次の課題:
[1] 子供の貧困に関するインタビューを読み、次の問いに答えてください。
(a) 厚生労働省は2021年、生活保護について何と伝えましたか。
(b) 灘中学校の社会科の授業で、生徒に投げかけられた質問は何ですか。
(c) その授業の冒頭では、多くの生徒がどのような意見でしたか。
[2] 子供の貧困に関するインタビューの「そうすると、実際に「こんな支」から「本人が SOS を求める前に、多少おせっかいだとしても、誰かが手を差し伸べられる環境作りが必要だなと感じています。」までを、「支援制度」を「公的支援」に置き換えて編集してください。

出典:

犬山:貧困が隠れがちだというのは、支援に携わるいろいろなNPO法人の方々のお話をうかがっていても本当に伝わってきます。逆に一般の方からは、「この日本で本当に貧困なんてあるの?」っていう言葉すら聞こえてくることもあります。

例えば、マスメディアで貧困家庭などの報道がなされると、「これは全然、貧困じゃない。家にたくさんモノがある。子供が太っているじゃないか」と、まだ理解が足りてないために、その家庭の方々に向かってバッシングまで起きてしまう。こうした状況には、すごく心を痛めています。

私も、どうして子供の貧困状態が見えにくいものとなっているのかをいろいろな方に話を聞きながら考えていると、やはりそこには周囲の偏見があるんですよね。モノの所有や体形などで、貧困な状態であるか無いかを決めつけているのだと思います。

-偏見や差別といったネガティブな感情は確かに存在しますよね。

 

犬山:厚生労働省は 2021 年、生活保護について「申請は国民の権利です」と力強く伝えてはいますが、残念ながら、まだまだ生活保護(やその受給者)へのバッシングはあります。貧困状態となる理由には、本人の努力だけでは回避できない事も多い。

にもかかわらず、「その人たちが怠けているから、努力不足だから、貧困なのだ」という偏見が、自己責任論が社会全体に根強くある理由なのだと思います。貧困に直面している子供は、偏見の目にさらされるとしんどい思いをしますし、例えば、「昼ごはんは給食を食べるけれど、夜ごはんはほぼ毎日菓子パンだけ」といった家庭の状況自体を隠そうとしますよね。

そうすると、実際に「こんな支援制度がありますよ。行政でこんなサービスを受けられますよ」という情報があっても、それを申請するのにためらってしまうという悪循環を生んでしまいがちです。そもそも、日々の生活に疲れ果てて、支援制度を調べたり申請したりしようとする気力も体力も失ってしまうこともあります。

本人が SOS を求める前に、多少おせっかいだとしても、誰かが手を差し伸べられる環境作りが必要だなと感じています。

 

-そういった偏見や自己責任論を根絶させるためには、どんな働きかけがあればいいと感じていらっしゃいますか?

 

犬山:現状を知ってもらうことが本当に大切だと思います。知らないから叩いてしまうのだと思います。

以前、灘中学校(神戸市東灘区)の社会科で「ホームレスは自己責任だと思いますか?」という授業があったんです。(※1)授業の冒頭では多くの生徒が「自己責任だと思う」という意見だったんですが、授業の中で社会的背景やどうしてホームレスになってしまったかという説明を受けた後に同じ質問をすると、「自己責任ではないよね」という意見が多数に変わっていったんです。

私自身も自分の活動の中で、今も知らないことばかりですけれど、いろいろなことを知る中でやっと(貧困に対する)リアリティが出てきました。また、他者に自己責任論を押し付けていると、自分が追い詰められた時に、「私のこの状況も自己責任なのだから」と、SOS を出せない人になってしまい、より孤立してしまう。それを防ぐ意味でも、まずはやはり知ることで自己責任論をなくしていくことが必要だと思います。

データ抜粋:

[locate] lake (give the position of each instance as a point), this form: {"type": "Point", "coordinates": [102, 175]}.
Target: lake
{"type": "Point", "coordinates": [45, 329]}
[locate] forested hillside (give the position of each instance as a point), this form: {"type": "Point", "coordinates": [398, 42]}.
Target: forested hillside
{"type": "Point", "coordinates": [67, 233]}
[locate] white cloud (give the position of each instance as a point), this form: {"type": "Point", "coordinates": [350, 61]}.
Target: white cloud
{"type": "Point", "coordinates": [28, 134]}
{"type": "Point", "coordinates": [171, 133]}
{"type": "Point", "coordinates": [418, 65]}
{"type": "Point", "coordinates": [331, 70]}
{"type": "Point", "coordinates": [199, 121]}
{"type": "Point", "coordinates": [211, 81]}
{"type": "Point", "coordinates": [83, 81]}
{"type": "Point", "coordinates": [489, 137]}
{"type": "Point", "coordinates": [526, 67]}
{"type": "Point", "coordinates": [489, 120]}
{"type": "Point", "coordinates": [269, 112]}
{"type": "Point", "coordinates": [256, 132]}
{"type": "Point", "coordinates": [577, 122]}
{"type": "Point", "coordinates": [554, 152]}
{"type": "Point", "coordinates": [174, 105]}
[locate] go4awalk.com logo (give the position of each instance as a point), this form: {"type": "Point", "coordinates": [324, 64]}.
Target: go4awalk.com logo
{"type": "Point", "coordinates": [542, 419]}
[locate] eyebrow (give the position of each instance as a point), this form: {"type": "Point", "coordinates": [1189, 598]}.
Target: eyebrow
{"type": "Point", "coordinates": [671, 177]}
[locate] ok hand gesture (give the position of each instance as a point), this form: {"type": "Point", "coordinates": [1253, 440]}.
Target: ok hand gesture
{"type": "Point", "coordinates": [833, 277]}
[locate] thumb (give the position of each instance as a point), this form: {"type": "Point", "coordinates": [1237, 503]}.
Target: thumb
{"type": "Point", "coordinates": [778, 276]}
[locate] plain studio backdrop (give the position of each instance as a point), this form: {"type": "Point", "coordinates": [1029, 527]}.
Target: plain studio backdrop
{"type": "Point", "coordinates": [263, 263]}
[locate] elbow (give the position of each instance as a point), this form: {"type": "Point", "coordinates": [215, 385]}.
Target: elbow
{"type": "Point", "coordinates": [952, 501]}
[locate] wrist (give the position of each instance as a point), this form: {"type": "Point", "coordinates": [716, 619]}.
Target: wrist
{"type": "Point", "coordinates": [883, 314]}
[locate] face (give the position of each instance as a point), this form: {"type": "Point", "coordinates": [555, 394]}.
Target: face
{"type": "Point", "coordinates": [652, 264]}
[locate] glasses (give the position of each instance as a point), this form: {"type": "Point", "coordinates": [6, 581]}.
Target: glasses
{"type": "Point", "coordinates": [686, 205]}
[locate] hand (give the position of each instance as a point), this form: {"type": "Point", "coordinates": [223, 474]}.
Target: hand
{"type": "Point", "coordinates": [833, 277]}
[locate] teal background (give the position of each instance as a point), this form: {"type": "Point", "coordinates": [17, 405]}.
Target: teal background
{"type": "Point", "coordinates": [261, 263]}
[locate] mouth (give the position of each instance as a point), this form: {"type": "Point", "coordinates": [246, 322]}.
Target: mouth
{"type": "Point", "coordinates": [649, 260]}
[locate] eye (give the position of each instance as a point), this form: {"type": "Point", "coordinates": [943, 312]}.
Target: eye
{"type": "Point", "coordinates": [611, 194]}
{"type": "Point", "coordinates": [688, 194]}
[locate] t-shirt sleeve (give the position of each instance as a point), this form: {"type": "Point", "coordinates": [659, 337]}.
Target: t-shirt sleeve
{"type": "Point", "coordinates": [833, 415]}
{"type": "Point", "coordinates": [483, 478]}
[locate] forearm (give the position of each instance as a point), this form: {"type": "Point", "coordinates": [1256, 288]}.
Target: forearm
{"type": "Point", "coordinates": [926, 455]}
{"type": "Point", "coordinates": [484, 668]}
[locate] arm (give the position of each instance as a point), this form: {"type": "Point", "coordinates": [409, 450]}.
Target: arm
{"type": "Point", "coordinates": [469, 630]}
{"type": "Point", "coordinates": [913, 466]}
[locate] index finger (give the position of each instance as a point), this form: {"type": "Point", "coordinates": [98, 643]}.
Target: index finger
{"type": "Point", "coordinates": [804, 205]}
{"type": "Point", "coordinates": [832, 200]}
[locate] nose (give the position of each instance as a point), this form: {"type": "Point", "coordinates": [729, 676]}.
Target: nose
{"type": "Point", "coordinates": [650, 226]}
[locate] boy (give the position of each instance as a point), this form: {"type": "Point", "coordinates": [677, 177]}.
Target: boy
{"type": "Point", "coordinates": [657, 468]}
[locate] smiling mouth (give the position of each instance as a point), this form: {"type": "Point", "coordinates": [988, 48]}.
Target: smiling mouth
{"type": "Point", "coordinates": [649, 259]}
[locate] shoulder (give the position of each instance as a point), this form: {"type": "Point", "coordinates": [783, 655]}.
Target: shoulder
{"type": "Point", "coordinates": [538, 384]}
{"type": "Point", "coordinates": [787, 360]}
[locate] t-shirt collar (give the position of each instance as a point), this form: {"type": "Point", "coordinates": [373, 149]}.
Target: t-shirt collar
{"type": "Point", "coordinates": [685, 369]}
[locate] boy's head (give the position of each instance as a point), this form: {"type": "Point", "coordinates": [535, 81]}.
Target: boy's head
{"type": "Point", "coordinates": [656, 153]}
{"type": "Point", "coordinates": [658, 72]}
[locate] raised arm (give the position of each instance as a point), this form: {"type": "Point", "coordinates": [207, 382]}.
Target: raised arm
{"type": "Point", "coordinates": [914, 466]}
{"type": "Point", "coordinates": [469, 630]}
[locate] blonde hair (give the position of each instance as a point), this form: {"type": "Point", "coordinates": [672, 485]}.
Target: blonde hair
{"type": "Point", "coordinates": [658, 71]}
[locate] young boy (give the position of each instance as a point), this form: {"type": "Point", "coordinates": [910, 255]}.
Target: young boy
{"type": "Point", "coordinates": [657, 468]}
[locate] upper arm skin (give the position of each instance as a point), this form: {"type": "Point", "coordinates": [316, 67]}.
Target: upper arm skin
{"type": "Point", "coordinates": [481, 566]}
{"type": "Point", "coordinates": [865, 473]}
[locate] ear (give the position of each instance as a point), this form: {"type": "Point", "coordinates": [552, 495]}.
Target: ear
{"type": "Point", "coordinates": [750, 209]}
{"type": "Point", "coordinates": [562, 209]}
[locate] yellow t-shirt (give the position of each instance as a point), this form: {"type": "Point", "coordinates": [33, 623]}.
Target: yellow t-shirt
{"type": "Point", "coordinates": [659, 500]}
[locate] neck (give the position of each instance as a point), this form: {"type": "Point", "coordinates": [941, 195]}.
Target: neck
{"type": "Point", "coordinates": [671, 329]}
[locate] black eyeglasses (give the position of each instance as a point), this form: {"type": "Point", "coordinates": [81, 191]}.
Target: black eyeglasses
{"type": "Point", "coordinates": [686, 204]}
---
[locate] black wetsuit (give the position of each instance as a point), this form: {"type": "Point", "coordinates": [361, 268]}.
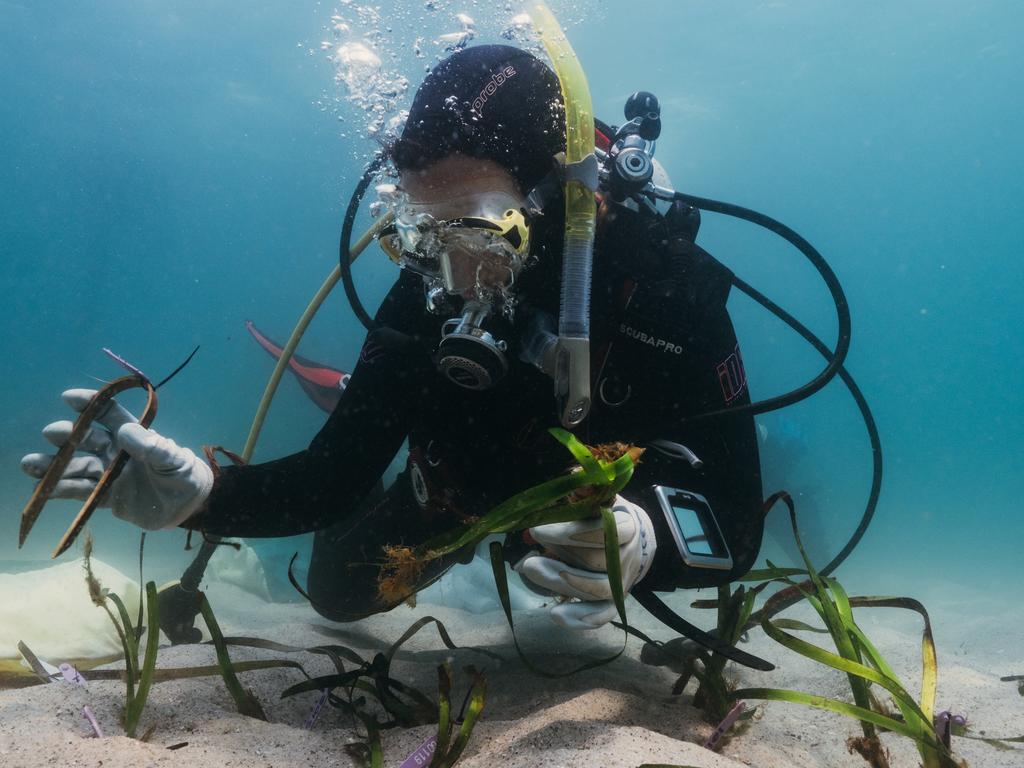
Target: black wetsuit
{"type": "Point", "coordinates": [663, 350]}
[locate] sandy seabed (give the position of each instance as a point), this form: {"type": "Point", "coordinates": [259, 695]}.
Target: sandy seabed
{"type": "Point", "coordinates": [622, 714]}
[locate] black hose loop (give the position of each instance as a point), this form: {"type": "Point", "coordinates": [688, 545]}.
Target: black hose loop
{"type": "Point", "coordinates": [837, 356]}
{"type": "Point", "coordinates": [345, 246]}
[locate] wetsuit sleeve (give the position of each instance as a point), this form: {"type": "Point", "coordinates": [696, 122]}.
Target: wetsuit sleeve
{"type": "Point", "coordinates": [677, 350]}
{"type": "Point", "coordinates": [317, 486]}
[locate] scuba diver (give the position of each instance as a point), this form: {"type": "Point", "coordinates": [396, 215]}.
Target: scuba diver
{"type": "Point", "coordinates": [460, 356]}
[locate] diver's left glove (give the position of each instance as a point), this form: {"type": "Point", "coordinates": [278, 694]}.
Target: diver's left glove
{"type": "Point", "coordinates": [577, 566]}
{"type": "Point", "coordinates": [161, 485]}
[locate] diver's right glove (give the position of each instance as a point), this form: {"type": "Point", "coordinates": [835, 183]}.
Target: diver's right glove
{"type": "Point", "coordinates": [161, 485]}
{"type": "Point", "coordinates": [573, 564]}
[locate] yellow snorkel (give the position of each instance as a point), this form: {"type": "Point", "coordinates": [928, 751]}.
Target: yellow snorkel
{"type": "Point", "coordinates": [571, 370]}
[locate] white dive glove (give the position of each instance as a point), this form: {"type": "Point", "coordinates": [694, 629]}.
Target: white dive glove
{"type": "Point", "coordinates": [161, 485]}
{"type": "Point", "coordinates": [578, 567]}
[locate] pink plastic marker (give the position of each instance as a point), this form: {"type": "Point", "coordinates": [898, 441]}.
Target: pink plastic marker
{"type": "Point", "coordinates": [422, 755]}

解答例:
[1]
(a) 「申請は国民の権利です」と伝えました。
(b) 「ホームレスは自己責任だと思いますか?」という質問です。
(c) 「自己責任だと思う」という意見でした。

[2]
そうすると、実際に「こんな公的支援がありますよ。行政でこんなサービスを受けられますよ」という情報があっても、それを申請するのにためらってしまうという悪循環を生んでしまいがちです。そもそも、日々の生活に疲れ果てて、公的支援を調べたり申請したりしようとする気力も体力も失ってしまうこともあります。

本人が SOS を求める前に、多少おせっかいだとしても、誰かが手を差し伸べられる環境作りが必要だなと感じています。